▶ Input records:
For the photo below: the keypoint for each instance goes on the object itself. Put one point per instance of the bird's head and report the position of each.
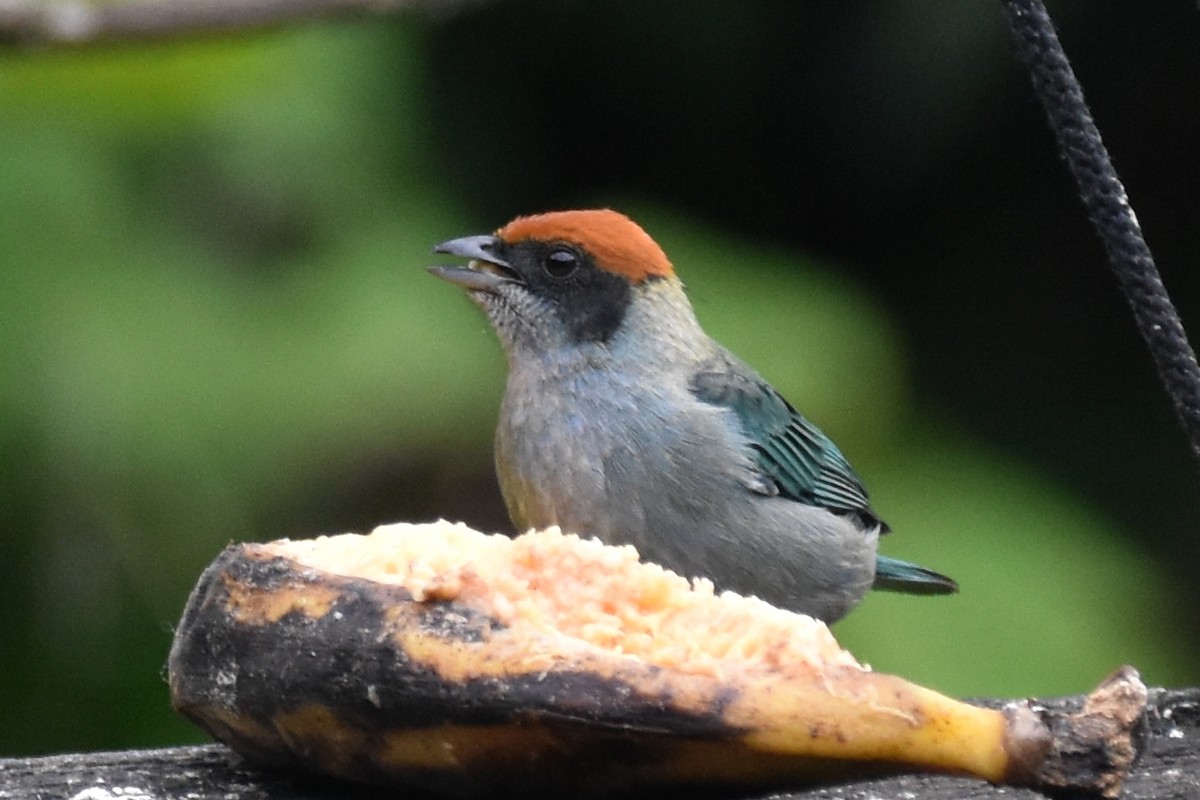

* * *

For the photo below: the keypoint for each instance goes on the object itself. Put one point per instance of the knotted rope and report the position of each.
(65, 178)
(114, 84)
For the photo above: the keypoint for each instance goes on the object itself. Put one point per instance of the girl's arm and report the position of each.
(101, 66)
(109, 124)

--

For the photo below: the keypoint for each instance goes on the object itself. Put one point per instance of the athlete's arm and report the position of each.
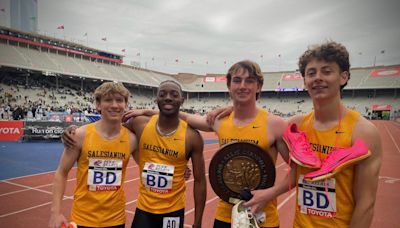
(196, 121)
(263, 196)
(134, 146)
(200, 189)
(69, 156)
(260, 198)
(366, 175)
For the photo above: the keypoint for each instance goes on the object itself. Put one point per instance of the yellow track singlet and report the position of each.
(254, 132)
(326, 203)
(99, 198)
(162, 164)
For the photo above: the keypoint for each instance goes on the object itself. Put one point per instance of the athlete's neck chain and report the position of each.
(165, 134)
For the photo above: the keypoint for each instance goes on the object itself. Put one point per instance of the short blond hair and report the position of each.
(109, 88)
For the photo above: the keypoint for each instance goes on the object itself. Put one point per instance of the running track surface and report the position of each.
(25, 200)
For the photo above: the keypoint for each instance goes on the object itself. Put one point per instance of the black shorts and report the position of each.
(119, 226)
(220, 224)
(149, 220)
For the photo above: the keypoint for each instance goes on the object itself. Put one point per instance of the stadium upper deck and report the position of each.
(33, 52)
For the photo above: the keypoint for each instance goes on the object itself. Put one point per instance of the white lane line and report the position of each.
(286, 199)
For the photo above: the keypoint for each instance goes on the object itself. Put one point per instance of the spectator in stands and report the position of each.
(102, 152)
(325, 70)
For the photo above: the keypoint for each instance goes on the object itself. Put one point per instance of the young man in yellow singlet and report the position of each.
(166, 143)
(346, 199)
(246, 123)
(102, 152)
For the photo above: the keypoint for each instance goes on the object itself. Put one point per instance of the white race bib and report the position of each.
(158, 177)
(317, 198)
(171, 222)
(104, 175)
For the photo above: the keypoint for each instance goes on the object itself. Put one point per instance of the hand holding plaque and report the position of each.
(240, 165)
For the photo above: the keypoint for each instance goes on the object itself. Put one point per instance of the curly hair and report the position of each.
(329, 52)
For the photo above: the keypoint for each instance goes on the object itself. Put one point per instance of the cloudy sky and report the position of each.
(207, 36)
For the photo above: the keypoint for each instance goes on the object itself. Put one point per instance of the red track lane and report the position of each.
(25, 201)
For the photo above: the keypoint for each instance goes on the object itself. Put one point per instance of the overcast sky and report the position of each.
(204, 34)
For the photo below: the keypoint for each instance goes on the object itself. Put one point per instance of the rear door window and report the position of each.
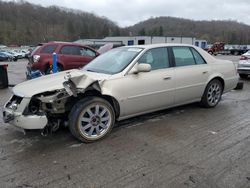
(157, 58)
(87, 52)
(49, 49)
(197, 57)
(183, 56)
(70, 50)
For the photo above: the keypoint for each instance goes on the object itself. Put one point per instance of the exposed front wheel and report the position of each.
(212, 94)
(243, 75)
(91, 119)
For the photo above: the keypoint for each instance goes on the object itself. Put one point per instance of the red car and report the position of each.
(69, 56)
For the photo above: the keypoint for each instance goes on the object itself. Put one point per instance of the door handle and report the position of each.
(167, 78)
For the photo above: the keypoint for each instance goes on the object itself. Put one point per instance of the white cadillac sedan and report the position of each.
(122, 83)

▶ What is expected:
Filter the data above down to the lines that contain the word "athlete" and copy each of those lines in full.

▶ Finished answer:
For the photo below: the keypoint for each instance goes on the object itself. Put one point per instance of the athlete's arm and report the position of each.
For the photo above: the keypoint for each instance goes on the object itself. Put one point per instance of the athlete's neck chain and report the position of each.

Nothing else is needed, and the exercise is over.